» EXERCISE AIM
Each entry below is to be transcribed exactly.

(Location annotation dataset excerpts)
=======

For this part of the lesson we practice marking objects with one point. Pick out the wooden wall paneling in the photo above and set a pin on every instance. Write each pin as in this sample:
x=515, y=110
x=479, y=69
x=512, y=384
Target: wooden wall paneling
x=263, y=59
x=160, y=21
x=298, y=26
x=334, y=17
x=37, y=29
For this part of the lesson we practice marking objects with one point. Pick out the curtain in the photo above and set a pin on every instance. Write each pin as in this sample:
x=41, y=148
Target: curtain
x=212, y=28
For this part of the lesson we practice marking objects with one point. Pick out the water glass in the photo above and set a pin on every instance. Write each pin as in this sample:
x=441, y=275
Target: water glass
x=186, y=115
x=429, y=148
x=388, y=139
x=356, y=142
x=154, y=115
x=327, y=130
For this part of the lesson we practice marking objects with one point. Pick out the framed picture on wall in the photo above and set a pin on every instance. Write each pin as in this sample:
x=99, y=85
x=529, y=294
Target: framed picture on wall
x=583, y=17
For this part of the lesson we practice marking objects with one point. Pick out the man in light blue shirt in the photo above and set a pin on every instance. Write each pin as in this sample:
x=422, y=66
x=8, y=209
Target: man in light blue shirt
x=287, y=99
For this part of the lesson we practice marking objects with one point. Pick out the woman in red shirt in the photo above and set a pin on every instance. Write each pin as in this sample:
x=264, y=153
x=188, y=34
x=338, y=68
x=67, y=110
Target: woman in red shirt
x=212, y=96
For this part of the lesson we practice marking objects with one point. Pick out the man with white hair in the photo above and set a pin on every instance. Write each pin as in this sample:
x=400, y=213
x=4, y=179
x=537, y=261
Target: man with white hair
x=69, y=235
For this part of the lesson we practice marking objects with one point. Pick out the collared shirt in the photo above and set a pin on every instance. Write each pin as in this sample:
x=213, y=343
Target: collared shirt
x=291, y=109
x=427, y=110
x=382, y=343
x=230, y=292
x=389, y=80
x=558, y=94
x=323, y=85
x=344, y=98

=======

» RESPONSE BELOW
For this part of the lesson we practice marking objects with one point. Pick out the wooden wall paneling in the photo above and set a pin on every instance. Write each pin as in this sample:
x=515, y=110
x=479, y=69
x=512, y=384
Target: wooden wall paneling
x=263, y=59
x=160, y=21
x=298, y=26
x=334, y=17
x=37, y=29
For this part of the lesson we practice marking objects with one point. Pick out the curtain in the photo above and set a pin on every instance. Write each pin as in this sample:
x=41, y=148
Target: curtain
x=212, y=28
For this part of the lesson we practice marking objects with one point. Pick out the water glass in the photo above and set a pin on every instance. Write each pin as in this sample:
x=441, y=275
Target: water glass
x=186, y=115
x=429, y=148
x=388, y=139
x=356, y=142
x=154, y=115
x=327, y=130
For this part of the lesson we practice marking objects with one point. Pick out the framed picture on wall in the photo above and set a pin on every instance. Write each pin as in this sample:
x=99, y=85
x=529, y=294
Target: framed picture on wall
x=583, y=17
For this part of the lesson we practice marking objects with one point. Pick out the man in light blue shirt in the photo above and set a pin on every instance. Write each pin as in this sample:
x=422, y=66
x=8, y=209
Target: man in light blue shirt
x=287, y=99
For this part of the lesson we practice marking objects with one point. Pick out the woman in red shirt in the photo above and set a pin on every instance. Write each pin as in this sample:
x=264, y=153
x=188, y=34
x=338, y=68
x=67, y=110
Target: woman in red shirt
x=212, y=96
For this part of the lesson we practice marking objects with one point. Pick out the man with white hair in the photo above and set a pin on every instance. Write each pin as in this sample:
x=400, y=213
x=4, y=179
x=537, y=261
Target: man with white hair
x=69, y=235
For this part of the lesson we practice marking objects with one point. Pick out the collared shirt in the photo above and set a pin on every instance. Write each pin as in this sample:
x=213, y=343
Target: collared shirt
x=291, y=109
x=427, y=110
x=382, y=343
x=230, y=292
x=389, y=80
x=558, y=94
x=323, y=85
x=344, y=98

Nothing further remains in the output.